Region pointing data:

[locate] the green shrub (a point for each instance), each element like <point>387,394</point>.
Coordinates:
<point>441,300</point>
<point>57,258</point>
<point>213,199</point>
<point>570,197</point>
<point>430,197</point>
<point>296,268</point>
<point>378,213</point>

Work order: Without omission, return all of the records exactly as given.

Expected answer:
[locate] the green shrub (a point for each instance), each element like <point>387,394</point>.
Coordinates:
<point>441,300</point>
<point>57,258</point>
<point>213,199</point>
<point>570,197</point>
<point>430,197</point>
<point>296,268</point>
<point>378,213</point>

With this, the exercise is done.